Short task: Transcribe the entries below exactly.

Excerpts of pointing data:
((

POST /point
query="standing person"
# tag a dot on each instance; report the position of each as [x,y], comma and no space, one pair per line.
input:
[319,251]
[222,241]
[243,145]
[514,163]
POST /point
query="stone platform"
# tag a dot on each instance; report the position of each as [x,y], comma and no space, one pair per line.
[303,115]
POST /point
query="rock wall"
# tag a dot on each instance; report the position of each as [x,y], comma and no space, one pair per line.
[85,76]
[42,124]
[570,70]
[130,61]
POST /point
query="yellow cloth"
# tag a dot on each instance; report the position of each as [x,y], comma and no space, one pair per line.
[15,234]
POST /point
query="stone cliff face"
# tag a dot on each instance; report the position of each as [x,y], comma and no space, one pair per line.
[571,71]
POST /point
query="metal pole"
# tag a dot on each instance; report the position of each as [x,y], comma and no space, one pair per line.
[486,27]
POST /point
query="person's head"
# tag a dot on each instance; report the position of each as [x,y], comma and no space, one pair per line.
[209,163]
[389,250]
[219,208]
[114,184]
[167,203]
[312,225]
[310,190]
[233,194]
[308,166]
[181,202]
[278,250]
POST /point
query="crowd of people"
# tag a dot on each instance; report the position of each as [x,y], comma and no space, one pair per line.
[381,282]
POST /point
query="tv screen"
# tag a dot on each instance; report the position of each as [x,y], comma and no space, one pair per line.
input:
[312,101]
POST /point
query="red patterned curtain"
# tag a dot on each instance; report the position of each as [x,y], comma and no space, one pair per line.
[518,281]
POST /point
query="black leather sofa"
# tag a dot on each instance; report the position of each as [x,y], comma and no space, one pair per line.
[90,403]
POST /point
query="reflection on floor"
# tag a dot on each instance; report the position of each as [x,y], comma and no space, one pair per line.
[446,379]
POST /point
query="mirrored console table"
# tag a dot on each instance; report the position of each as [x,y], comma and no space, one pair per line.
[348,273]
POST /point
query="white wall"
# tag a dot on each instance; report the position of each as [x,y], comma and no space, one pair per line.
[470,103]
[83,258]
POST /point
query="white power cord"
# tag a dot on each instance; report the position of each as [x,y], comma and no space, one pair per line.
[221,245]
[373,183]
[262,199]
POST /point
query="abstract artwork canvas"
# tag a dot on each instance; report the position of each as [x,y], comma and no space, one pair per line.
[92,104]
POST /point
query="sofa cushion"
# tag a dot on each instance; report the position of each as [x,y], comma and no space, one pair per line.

))

The response:
POST /point
query="standing person"
# tag a dot on each instance; report the position of each as [x,y], comma and no space, one pair per line.
input:
[319,251]
[222,241]
[243,145]
[514,163]
POST /point
query="stone platform"
# tag a dot on each instance; report the position of each as [x,y], comma and no space, one pair per line.
[303,115]
POST /point
query="rock wall"
# tag a dot on each instance; report the position of each as [x,y], comma and no space, one pair per line.
[85,76]
[42,124]
[570,70]
[130,61]
POST /point
query="yellow cloth"
# tag a dot on each instance; report the position of each as [x,y], comma and no space, one pair per line.
[15,234]
POST /point
query="stone cliff face"
# tag a dot on each instance; report the position of each as [x,y], comma and no space, one pair per line.
[571,71]
POST /point
query="metal pole"
# tag a dot on each instance; report the position of each as [x,y], comma and no space, one pair per line.
[486,27]
POST /point
query="person's head"
# tag a dot on each instance; report the position of each as [x,y], comma and no space, one pair per line.
[209,163]
[389,250]
[219,208]
[114,184]
[167,203]
[312,225]
[310,190]
[233,194]
[308,166]
[181,202]
[278,250]
POST /point
query="crowd of people"
# tag a dot on each instance; report the position of each as [x,y], comma and no space, one pair per line.
[381,282]
POST /point
query="tv screen"
# tag a dot on each instance; report the position of each as [x,y], comma and no space, one pair per line.
input:
[312,101]
POST /point
query="red patterned curtain"
# tag a dot on each instance; report the position of each as [x,y], comma and no space, one pair per line.
[518,281]
POST /point
query="black leather sofa"
# tag a dot on each instance; report the position of each as [x,y], comma and no space, one pair per line.
[90,403]
POST /point
query="reflection on floor"
# tag a dot on each instance; report the position of each as [x,y], comma and no space, one pair per line.
[446,379]
POST /point
query="mirrored console table"
# tag a dot on each instance; report the position of each as [x,y], comma and no space, one pair per line.
[348,273]
POST /point
query="white wall"
# tag a dot on each instance; report the position of each as [x,y], comma and no space, one pair per line.
[470,103]
[83,258]
POST /point
query="white power cord"
# tag a dot on each instance; report the position of each as [x,y], comma and no space, one pair per line.
[221,245]
[373,183]
[262,199]
POST /point
query="abstract artwork canvas"
# tag a dot on each instance; report the position of each as [x,y], comma and no space, one pair per line.
[92,104]
POST /point
query="sofa cushion"
# tag a dot on each instance; report the position of each as [x,y], comma and no space, one pair per line.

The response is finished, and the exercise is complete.